Comment associer Exigence et Bienveillance dans le management des équipes ?
Voilà un thème d’une grande actualité sur lequel de nombreuses entreprises s’interrogent. Un thème qui nous permet de réfléchir à la notion de management par l’équilibre.
Il n’y a rien d’évident dans le fait d’être à la fois très exigeant et très bienveillant dans son management. Car il s’agit, du moins en apparence, de deux dynamiques différentes (certains diraient opposées, mais à tort). De surcroît, tout le monde ne place pas les mêmes significations derrière ces termes. Pour ma part, je vois beaucoup d’exigence dans la bienveillance, et d’abord de l’exigence de caractère. Car il est souvent plus « facile » d’agir avec malveillance.
La vraie difficulté n’est pas de comprendre intellectuellement si cette association exigence – bienveillance est possible. Chacun peut théoriquement le comprendre. D’ailleurs, les meilleurs leaders en font une règle de conduite (l’exemple illustre de l’explorateur britannique Ernest Shackleton en est une parfaite illustration – voir son livre magnifique « L’odyssée de l’Endurance »). C’est bien plutôt dans la mise en pratique quotidienne d’une telle approche que la difficulté se niche. Car elle exige à la fois de la maturité, de l’empathie et une grande détermination.
Voyons ce qui se cache derrière ces deux termes.
L’EXIGENCE, ou comment tirer les équipes vers le haut
Qu’entend-on par exigence ? Le Larousse la définit de deux manières :
« – Ce qui est commandé par les circonstances, la nature, la satisfaction des besoins, les lois, la morale…
– Ce que quelqu’un réclame d’une autre personne, d’une institution. »

= CONSIGNE =
Restituez mot pour mot le passage du texte sur l'exigence et la bienveillance dans le management, en commençant aux mots « La vraie difficulté » et en vous arrêtant après « une grande détermination. ».

(Données d'ancrage d'expressions référentielles)
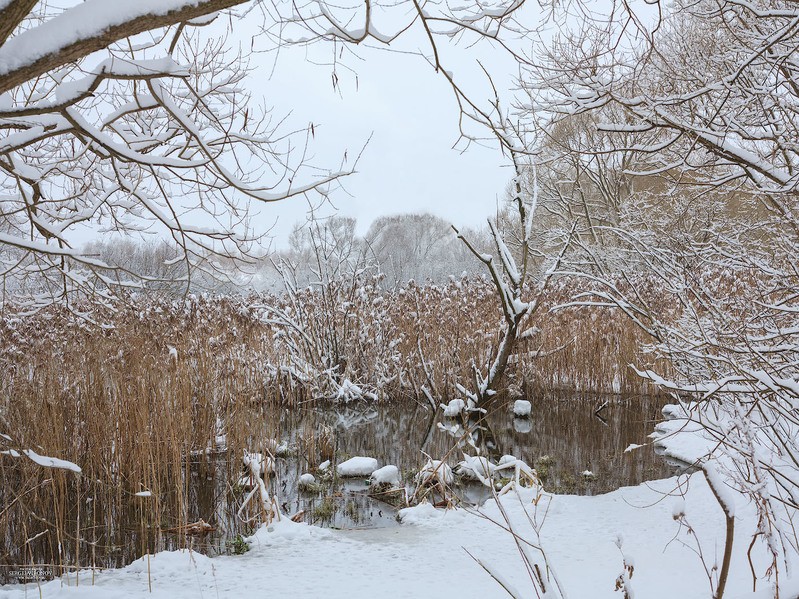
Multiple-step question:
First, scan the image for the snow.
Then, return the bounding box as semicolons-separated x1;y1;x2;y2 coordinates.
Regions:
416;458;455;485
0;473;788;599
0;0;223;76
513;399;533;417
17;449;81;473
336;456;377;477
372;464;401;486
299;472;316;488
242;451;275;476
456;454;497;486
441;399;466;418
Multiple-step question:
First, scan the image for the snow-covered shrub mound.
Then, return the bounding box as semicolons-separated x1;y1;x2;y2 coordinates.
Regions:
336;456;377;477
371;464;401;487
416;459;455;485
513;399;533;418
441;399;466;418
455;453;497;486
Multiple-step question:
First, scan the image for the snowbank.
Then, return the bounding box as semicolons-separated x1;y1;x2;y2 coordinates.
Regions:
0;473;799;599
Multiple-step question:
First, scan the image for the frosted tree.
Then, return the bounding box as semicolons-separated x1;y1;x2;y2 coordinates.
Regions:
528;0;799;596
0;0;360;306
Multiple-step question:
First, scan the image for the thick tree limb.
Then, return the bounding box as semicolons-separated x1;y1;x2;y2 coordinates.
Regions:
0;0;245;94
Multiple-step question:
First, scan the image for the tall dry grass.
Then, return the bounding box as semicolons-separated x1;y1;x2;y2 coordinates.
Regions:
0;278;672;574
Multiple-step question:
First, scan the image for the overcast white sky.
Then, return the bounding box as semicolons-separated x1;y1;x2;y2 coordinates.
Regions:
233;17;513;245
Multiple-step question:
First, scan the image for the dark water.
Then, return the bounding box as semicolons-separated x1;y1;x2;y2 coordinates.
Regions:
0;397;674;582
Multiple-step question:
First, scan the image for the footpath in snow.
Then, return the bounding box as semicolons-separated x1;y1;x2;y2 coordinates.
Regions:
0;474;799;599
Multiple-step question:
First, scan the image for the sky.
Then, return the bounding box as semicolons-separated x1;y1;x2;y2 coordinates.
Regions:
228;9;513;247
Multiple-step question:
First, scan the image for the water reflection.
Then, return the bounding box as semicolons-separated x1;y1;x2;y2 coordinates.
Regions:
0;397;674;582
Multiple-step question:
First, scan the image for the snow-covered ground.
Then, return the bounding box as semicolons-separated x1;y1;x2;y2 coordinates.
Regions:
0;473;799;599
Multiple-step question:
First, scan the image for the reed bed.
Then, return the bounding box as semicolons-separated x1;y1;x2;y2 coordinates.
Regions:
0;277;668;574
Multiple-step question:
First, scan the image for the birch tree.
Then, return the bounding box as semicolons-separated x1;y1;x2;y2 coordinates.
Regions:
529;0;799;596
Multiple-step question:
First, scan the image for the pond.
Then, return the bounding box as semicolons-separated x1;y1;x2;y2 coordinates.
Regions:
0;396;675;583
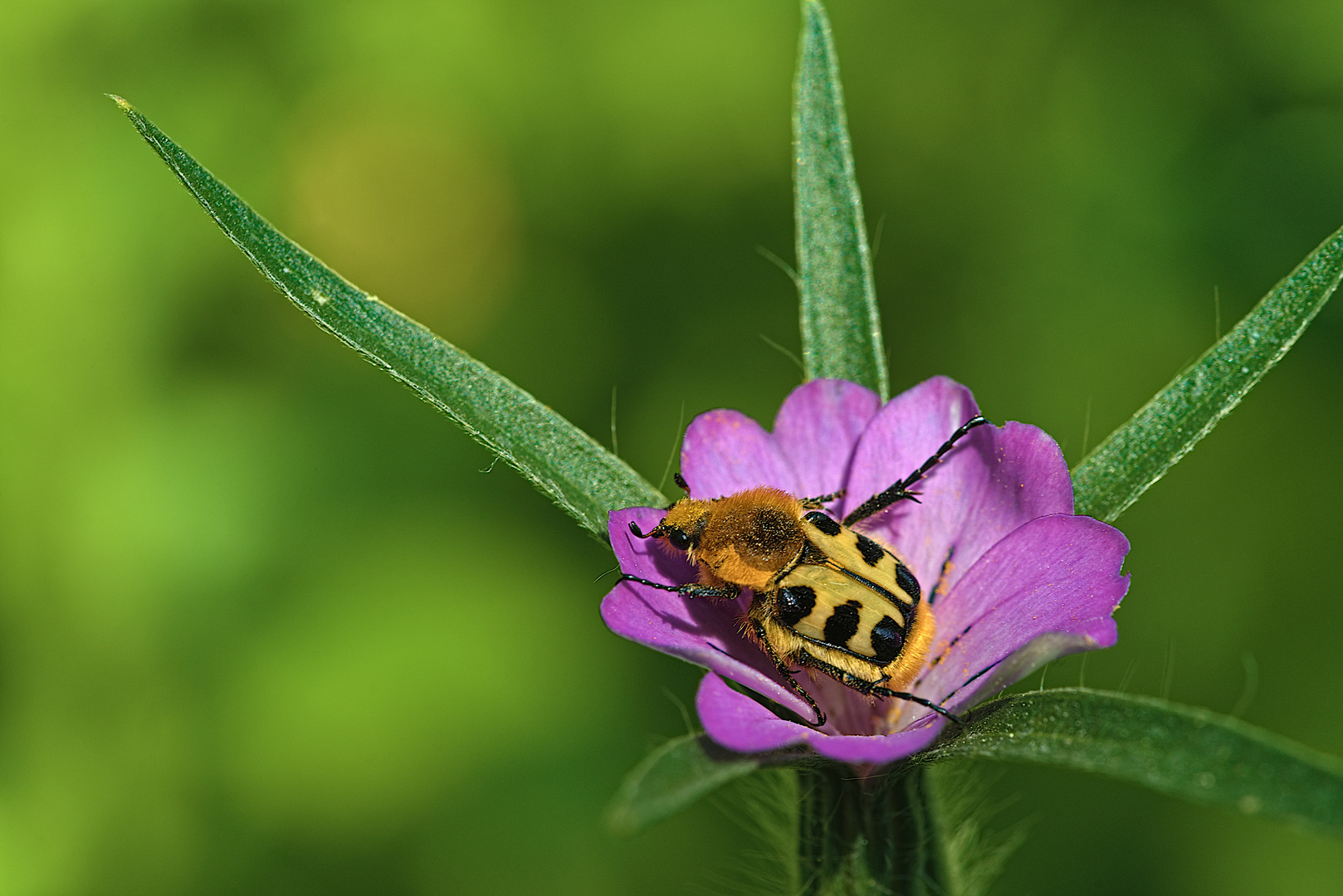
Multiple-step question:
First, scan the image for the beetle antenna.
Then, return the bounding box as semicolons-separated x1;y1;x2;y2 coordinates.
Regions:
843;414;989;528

= VOTRE RÉPONSE =
La vraie difficulté n’est pas de comprendre intellectuellement si cette association exigence – bienveillance est possible. Chacun peut théoriquement le comprendre. D’ailleurs, les meilleurs leaders en font une règle de conduite (l’exemple illustre de l’explorateur britannique Ernest Shackleton en est une parfaite illustration – voir son livre magnifique « L’odyssée de l’Endurance »). C’est bien plutôt dans la mise en pratique quotidienne d’une telle approche que la difficulté se niche. Car elle exige à la fois de la maturité, de l’empathie et une grande détermination.